### [WORK ORDER]
Search the material below for the word "Target". Copy every line where it is found.
** Opening INFORMATION SHOWN block **
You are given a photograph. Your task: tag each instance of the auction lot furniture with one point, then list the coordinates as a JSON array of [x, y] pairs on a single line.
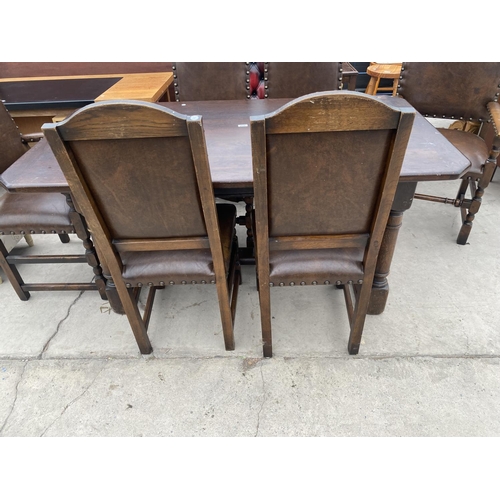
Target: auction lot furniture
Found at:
[[461, 91], [345, 149], [140, 175], [39, 213], [429, 157], [33, 101]]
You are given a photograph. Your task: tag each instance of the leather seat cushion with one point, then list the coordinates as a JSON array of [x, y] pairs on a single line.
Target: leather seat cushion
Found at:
[[320, 265], [34, 212], [470, 145], [180, 265]]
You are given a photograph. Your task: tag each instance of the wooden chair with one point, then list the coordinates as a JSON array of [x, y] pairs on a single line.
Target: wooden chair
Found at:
[[38, 213], [381, 71], [460, 91], [209, 81], [294, 79], [326, 167], [140, 175]]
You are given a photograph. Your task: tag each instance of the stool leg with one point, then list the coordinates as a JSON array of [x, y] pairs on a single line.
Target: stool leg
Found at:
[[29, 239], [372, 86], [395, 86]]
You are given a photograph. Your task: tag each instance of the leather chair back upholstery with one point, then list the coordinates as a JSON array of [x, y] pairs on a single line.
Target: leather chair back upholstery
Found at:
[[294, 79], [453, 90], [207, 81]]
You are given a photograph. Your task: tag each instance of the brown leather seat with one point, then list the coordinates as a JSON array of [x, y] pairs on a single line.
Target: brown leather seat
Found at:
[[140, 175], [466, 92], [316, 266], [38, 213], [326, 167], [180, 267], [34, 213]]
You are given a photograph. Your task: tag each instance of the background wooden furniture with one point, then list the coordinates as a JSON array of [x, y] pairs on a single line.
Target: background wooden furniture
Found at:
[[38, 213], [465, 91], [429, 157], [141, 178], [43, 102], [345, 149], [380, 71]]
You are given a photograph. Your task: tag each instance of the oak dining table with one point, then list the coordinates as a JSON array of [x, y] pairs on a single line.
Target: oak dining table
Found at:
** Closing INFORMATION SHOWN block **
### [OUTPUT FOR THIS EXERCISE]
Target: auction lot furniture
Target: leather seat cushion
Target: wooden chair
Target: stool leg
Target: leather chair back upholstery
Target: brown leather seat
Target: background wooden furniture
Target: oak dining table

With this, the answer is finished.